* [Problem to solve] Please count the lines in the listing below that contain the word "plumage" and reply with that number alone.

* [Provided data]

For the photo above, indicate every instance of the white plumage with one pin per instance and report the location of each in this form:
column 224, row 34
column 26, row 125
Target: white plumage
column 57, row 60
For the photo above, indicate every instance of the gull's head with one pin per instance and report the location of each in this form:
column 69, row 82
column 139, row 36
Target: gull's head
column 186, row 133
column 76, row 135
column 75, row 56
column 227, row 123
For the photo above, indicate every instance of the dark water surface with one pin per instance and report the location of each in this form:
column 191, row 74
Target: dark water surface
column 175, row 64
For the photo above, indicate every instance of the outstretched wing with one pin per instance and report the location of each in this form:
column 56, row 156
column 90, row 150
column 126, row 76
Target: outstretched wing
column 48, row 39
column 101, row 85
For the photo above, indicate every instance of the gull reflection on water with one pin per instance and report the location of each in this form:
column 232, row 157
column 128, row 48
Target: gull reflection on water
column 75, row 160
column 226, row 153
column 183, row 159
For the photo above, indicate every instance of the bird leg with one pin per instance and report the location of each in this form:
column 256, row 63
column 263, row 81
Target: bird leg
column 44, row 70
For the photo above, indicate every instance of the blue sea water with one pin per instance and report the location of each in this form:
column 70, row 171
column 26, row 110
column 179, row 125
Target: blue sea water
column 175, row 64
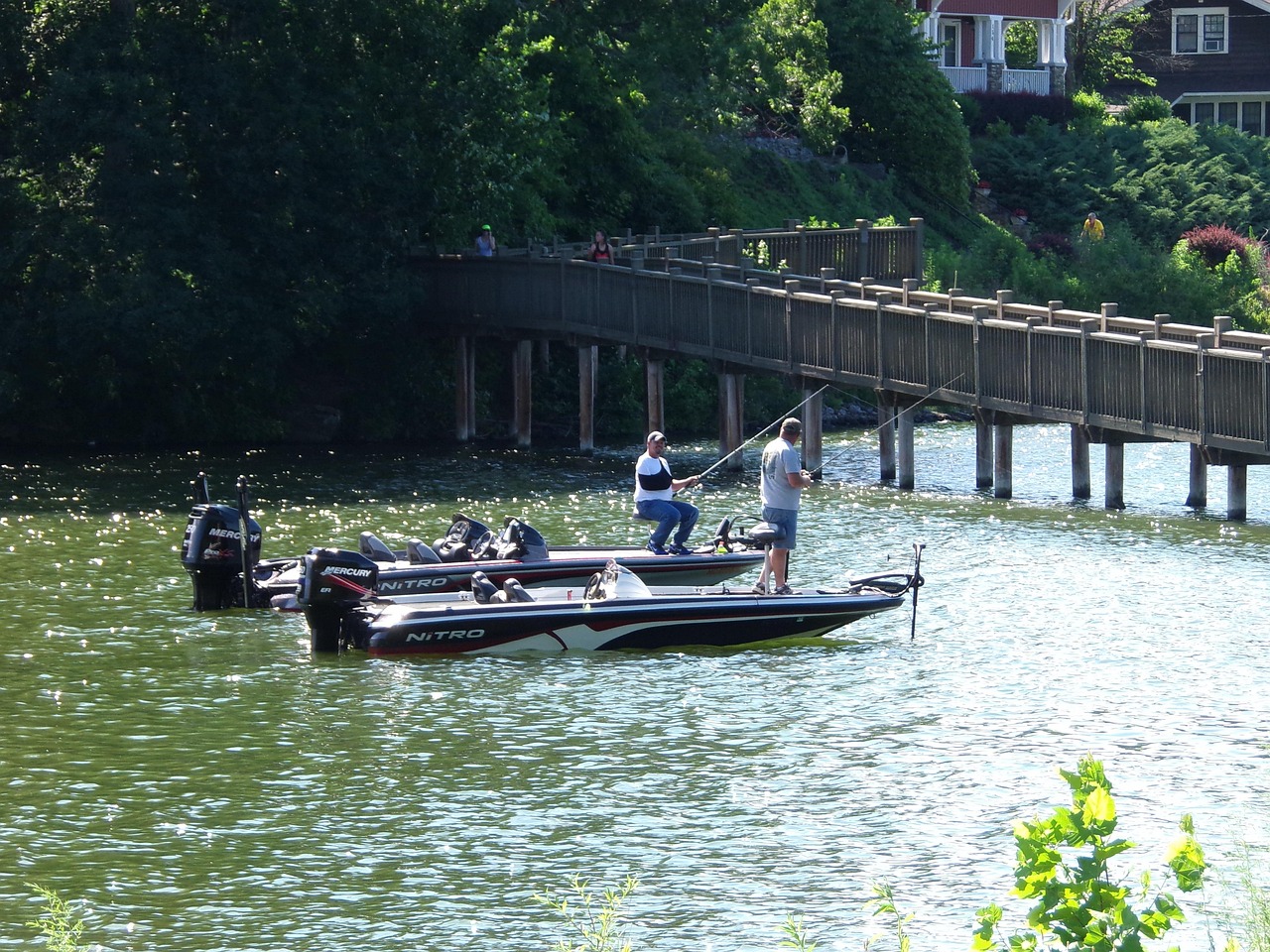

* [Answer to the exercise] 2